Stated goal = Format the material below as a numbered list, leaving out any blank lines.

Data for this exercise =
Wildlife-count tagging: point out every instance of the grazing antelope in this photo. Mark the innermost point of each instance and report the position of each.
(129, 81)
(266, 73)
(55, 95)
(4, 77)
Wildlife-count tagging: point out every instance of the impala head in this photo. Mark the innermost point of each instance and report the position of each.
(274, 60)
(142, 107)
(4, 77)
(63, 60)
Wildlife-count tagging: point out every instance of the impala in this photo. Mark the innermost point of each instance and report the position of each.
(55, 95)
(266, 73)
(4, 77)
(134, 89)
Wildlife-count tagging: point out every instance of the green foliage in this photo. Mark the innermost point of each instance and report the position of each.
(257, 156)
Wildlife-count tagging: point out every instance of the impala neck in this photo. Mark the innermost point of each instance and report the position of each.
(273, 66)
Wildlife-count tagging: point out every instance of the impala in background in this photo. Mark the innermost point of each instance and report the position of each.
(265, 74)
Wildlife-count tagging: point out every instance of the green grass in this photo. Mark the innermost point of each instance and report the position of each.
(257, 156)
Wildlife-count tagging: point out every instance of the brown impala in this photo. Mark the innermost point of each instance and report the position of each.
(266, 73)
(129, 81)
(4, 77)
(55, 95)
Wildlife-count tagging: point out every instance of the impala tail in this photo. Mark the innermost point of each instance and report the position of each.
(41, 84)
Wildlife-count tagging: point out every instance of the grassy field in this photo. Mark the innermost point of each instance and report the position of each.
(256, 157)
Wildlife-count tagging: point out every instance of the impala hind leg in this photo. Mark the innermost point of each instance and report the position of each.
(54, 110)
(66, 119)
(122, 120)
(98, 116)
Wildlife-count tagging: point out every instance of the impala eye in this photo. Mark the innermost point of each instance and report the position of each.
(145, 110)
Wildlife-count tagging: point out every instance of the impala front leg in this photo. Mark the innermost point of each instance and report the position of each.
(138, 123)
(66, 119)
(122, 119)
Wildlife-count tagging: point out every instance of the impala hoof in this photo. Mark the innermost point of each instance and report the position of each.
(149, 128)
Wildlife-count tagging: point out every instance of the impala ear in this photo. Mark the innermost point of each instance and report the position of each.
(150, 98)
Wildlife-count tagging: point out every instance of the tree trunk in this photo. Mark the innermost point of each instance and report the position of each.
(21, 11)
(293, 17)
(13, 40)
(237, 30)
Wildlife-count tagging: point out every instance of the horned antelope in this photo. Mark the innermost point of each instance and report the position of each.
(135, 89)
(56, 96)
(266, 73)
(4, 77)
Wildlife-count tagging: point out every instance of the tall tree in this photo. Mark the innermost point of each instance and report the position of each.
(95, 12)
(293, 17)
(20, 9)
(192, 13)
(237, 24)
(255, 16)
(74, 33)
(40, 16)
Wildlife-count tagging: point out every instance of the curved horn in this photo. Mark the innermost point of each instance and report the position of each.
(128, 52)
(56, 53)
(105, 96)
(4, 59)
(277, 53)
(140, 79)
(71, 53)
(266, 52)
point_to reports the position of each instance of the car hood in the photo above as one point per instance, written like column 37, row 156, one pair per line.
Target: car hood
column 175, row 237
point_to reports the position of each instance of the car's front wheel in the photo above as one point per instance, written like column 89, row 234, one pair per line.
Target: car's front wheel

Full response =
1. Wildlife-count tagging: point out every instance of the grazing antelope in this photo. Mark the innermost point of each instance and report the position of each.
2. (129, 81)
3. (266, 73)
4. (55, 95)
5. (4, 77)
6. Wildlife-count tagging: point out every instance of the impala head in this photo. Mark the innermost point of each instance and report the position of each.
7. (274, 60)
8. (142, 107)
9. (4, 77)
10. (63, 60)
11. Wildlife-count tagging: point out every instance of the impala in this photo. Mark the innermost point of each instance and report the position of each.
12. (55, 95)
13. (266, 73)
14. (4, 77)
15. (134, 89)
16. Wildlife-count tagging: point out every instance of the green foliage in this photo. Mark the innermost point of each instance and report the position of each.
17. (257, 156)
18. Wildlife-count tagging: point out every instance of the impala neck in this photo. Mark the innermost point of each instance and report the position of each.
19. (273, 66)
20. Wildlife-count tagging: point out every instance of the impala in background in this photo. Mark the innermost point of each instance and report the position of each.
21. (265, 74)
22. Wildlife-count tagging: point out every instance of the green grass in this photo. Mark the innermost point of each instance and report the position of each.
23. (257, 156)
24. Wildlife-count tagging: point out every instance of the brown impala in this photo. Mark the innermost point of each instance and report the position of each.
25. (266, 73)
26. (129, 81)
27. (4, 77)
28. (55, 95)
29. Wildlife-count tagging: point out every instance of the impala tail in this photo. Mark the innermost point of each instance and report the position of each.
30. (41, 84)
31. Wildlife-count tagging: point out every instance of the grassy field in this photo. Mark the innermost point of each instance and report the position of each.
32. (256, 157)
33. Wildlife-count tagging: point out every instance of the impala hind leg in this photo. Mark the innermost point of each instance and report the position of each.
34. (54, 110)
35. (66, 119)
36. (122, 120)
37. (98, 116)
38. Wildlife-count tagging: point out every instance of the impala eye in this photo. Mark the innermost point of each instance and report the position of each.
39. (145, 110)
40. Wildlife-count tagging: point out every instance of the impala front leg in this photo. Mark the innermost point of each instance and report the position of each.
41. (138, 123)
42. (66, 119)
43. (122, 119)
44. Wildlife-count tagging: point out every instance of the impala hoof in this photo. Mark the innermost point of each instance and report the position of each.
45. (149, 128)
46. Wildlife-count tagging: point out every instance of the impala ear in this photo. Mark the innermost point of each instance and report the position of each.
47. (150, 98)
48. Wildlife-count tagging: point out every instance of the tree trunk in this photo. Mark the innermost point of each instance and report the position of each.
49. (21, 11)
50. (293, 17)
51. (13, 40)
52. (237, 30)
53. Wildlife-count tagging: point out every instance of the horned antelope in this photo. Mark the innermost point of each instance and report the position of each.
54. (135, 89)
55. (56, 96)
56. (266, 73)
57. (4, 77)
58. Wildlife-count tagging: point out every instance of the tall tree in this photo. Mark the innermost point of each instance and report the position of each.
59. (95, 12)
60. (293, 17)
61. (20, 9)
62. (192, 13)
63. (237, 24)
64. (255, 16)
65. (74, 33)
66. (40, 16)
67. Wildlife-count tagging: point out every instance of the curved horn in this photo. Mark the innermost point of each instance and report the position of each.
68. (128, 52)
69. (56, 53)
70. (105, 96)
71. (4, 59)
72. (277, 53)
73. (140, 79)
74. (71, 53)
75. (266, 52)
76. point_to reports the position of each instance of the car hood in the photo above as one point per instance, written like column 37, row 156, one pair per line.
77. Target: car hood
78. column 175, row 237
79. point_to reports the position of each instance of the car's front wheel in the photo above as one point per instance, written like column 89, row 234, one pair per line.
80. Target: car's front wheel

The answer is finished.